- **WHAT THE EXERCISE ASKS**
Please copy, exactly as they appear below, the lines from the one containing "Target: yellow soap dispenser bottle" through the one containing "Mark every instance of the decorative".

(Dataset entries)
****

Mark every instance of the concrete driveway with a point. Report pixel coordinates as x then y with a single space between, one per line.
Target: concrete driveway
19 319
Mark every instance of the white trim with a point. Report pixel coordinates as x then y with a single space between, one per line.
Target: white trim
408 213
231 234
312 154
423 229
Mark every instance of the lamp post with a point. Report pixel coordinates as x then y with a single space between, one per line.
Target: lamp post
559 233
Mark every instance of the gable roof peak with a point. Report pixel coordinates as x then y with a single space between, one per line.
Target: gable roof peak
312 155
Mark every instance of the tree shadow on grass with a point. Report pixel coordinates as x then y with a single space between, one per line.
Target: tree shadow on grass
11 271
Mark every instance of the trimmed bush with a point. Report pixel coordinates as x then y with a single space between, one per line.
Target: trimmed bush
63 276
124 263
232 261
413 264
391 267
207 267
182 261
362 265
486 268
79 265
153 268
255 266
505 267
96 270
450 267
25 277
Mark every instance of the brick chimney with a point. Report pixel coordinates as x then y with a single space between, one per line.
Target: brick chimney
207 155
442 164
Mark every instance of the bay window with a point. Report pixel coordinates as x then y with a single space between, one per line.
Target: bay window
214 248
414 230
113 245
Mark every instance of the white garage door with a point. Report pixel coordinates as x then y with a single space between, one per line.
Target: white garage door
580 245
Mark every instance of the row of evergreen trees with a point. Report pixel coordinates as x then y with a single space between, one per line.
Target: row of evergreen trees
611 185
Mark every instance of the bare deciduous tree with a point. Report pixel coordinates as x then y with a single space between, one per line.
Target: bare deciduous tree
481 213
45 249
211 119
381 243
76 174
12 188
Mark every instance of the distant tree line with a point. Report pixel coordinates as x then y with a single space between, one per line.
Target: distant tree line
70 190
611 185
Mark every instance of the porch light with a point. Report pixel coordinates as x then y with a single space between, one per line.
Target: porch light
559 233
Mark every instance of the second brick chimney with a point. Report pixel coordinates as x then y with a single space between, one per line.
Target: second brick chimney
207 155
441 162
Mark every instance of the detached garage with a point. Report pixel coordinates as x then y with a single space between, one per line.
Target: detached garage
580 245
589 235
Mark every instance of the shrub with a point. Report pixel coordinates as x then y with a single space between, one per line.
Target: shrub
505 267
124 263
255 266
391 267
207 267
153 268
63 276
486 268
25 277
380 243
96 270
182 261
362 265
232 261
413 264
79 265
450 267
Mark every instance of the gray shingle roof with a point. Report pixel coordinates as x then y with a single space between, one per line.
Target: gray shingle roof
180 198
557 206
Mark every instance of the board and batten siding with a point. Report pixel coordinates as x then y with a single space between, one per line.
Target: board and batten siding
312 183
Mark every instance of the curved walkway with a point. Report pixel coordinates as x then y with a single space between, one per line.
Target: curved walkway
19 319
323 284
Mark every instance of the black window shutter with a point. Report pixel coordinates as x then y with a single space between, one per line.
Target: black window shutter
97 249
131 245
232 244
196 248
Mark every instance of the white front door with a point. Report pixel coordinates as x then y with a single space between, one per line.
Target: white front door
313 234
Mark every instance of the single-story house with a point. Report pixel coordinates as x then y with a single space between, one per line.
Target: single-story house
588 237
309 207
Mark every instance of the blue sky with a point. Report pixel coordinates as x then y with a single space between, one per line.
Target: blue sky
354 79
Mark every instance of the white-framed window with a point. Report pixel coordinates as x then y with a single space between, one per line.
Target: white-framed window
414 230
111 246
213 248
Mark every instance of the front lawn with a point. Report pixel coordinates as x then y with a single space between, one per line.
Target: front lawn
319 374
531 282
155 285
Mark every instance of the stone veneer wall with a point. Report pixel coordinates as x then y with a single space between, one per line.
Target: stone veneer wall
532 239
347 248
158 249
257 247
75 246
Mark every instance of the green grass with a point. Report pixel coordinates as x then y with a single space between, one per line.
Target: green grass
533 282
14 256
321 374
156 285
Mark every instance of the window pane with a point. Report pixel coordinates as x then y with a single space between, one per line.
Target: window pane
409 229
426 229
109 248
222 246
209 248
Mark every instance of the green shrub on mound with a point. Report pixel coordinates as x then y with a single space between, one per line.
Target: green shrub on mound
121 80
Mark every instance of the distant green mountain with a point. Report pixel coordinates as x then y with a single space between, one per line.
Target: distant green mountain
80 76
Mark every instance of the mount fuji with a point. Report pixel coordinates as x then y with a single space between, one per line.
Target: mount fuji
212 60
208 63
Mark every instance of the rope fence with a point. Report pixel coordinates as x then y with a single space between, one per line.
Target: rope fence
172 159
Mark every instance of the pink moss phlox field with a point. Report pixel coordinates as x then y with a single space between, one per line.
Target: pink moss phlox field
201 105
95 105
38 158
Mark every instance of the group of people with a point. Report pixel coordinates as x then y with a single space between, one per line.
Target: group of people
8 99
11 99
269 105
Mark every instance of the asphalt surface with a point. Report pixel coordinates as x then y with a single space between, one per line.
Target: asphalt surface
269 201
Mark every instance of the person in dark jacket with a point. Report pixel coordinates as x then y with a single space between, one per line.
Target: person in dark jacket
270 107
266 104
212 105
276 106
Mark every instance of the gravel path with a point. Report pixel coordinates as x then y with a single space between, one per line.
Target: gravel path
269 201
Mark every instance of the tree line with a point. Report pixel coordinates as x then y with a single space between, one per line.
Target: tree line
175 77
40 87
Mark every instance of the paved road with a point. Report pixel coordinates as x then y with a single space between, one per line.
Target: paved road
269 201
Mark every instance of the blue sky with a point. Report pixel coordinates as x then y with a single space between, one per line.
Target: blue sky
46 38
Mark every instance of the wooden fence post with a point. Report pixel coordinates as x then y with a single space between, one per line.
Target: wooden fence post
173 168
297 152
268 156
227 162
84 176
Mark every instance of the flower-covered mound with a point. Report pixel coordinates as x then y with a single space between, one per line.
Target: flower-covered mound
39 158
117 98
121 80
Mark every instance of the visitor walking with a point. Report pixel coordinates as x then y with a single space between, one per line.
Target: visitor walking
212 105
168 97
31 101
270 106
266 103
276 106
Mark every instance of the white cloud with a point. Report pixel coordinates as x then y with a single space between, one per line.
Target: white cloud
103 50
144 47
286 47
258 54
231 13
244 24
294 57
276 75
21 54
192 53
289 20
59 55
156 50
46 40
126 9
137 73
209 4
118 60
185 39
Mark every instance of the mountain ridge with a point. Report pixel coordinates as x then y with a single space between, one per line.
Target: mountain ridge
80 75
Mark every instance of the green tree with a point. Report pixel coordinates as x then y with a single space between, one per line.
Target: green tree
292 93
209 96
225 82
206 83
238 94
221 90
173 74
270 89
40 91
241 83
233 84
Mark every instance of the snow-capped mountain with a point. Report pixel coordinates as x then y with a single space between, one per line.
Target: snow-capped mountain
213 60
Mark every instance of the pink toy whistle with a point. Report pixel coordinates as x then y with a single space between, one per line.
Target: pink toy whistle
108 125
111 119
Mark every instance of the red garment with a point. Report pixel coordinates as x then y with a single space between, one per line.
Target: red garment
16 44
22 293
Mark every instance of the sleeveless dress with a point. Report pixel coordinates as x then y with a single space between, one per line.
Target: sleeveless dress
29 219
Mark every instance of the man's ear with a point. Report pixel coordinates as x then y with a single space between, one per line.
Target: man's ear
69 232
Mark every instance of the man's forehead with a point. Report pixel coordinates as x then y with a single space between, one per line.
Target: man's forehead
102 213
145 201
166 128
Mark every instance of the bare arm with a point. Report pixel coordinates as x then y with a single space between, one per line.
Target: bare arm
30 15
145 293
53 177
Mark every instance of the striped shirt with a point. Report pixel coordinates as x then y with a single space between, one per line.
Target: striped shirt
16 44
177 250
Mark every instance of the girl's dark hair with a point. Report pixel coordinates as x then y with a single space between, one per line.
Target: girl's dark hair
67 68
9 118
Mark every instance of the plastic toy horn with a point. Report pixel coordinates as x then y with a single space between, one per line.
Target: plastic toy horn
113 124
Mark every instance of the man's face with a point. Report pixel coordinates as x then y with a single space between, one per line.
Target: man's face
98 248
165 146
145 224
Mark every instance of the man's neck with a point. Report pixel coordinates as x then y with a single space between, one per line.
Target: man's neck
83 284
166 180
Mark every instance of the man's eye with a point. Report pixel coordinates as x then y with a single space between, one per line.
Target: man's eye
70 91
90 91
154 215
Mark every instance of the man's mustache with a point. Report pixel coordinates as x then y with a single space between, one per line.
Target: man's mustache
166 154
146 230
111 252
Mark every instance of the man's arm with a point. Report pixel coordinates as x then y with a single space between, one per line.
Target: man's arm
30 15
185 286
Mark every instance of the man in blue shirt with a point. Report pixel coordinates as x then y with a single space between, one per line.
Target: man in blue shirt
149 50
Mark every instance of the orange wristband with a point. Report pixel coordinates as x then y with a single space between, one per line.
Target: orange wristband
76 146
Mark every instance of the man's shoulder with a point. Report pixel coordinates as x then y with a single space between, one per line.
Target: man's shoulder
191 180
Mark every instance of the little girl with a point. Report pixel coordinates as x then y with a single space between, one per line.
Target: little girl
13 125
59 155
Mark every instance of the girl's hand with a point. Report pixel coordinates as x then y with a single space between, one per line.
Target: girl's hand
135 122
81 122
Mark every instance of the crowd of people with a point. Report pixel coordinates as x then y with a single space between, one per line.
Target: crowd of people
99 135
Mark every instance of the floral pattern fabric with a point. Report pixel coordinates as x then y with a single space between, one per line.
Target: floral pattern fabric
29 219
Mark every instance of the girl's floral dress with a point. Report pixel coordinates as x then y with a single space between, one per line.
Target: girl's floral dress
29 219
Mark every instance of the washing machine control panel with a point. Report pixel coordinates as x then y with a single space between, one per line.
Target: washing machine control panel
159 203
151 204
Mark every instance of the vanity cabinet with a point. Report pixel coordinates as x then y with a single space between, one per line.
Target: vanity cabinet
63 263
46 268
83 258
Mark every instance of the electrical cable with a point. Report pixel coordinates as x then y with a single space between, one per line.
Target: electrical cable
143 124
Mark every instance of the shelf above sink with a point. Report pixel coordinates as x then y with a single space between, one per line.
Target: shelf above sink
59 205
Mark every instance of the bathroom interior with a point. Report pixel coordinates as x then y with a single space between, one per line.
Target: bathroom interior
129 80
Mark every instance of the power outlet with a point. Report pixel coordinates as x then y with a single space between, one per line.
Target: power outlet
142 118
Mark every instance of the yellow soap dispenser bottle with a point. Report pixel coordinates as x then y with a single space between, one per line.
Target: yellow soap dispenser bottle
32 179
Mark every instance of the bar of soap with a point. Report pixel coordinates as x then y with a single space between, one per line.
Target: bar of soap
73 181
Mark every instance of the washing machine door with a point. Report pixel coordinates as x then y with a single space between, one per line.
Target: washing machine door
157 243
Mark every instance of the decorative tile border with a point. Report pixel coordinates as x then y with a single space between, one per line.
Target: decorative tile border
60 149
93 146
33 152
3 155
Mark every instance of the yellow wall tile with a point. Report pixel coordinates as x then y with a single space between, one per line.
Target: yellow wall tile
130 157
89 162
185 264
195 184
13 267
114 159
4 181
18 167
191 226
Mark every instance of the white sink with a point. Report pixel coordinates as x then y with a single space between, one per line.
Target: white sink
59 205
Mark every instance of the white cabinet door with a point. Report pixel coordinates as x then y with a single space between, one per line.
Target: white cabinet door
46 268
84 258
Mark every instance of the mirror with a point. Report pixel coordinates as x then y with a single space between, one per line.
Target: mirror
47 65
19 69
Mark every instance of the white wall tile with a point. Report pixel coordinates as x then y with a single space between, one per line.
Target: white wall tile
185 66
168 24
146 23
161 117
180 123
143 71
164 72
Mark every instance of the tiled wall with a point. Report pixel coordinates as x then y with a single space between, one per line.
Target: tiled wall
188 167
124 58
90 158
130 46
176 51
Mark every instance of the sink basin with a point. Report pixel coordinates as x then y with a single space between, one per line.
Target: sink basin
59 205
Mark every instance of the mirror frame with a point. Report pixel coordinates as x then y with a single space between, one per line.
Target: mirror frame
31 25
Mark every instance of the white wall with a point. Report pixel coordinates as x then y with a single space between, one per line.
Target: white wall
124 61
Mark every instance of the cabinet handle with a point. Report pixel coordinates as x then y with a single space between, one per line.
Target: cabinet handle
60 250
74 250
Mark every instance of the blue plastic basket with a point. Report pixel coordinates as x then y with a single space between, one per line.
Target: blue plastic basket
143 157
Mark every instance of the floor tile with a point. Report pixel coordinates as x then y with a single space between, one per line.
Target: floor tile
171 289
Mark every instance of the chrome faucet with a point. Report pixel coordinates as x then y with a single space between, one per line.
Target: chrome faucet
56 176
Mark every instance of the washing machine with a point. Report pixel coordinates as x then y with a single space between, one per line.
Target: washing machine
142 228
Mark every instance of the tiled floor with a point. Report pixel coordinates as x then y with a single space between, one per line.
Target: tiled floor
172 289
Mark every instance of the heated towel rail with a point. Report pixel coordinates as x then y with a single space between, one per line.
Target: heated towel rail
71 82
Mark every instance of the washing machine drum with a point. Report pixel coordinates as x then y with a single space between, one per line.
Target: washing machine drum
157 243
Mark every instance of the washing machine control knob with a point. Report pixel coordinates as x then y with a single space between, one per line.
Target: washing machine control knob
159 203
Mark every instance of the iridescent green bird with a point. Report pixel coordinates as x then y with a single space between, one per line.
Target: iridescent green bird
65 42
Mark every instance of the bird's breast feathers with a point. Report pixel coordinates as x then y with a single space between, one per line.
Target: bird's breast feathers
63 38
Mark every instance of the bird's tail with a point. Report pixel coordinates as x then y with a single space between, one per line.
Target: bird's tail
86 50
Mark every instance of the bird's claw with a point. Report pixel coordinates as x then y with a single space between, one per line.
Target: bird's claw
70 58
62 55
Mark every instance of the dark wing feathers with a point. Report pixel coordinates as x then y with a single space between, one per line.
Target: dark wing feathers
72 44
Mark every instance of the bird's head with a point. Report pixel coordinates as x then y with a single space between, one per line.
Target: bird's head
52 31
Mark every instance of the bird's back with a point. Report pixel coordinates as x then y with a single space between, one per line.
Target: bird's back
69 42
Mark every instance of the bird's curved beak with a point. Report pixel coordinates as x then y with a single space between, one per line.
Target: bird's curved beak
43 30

****

- **ANSWER SECTION**
Target: yellow soap dispenser bottle
32 179
Mark every instance of the bar of soap with a point. Report pixel coordinates as x then y with a single space between, one per line.
Target: bar of soap
73 181
Mark every instance of the washing machine door with a point. Report pixel coordinates as x then y with a single space between, one per line.
Target: washing machine door
157 243
Mark every instance of the decorative tile border with a point. Report pixel coordinates as x then y with a single space between, one per line.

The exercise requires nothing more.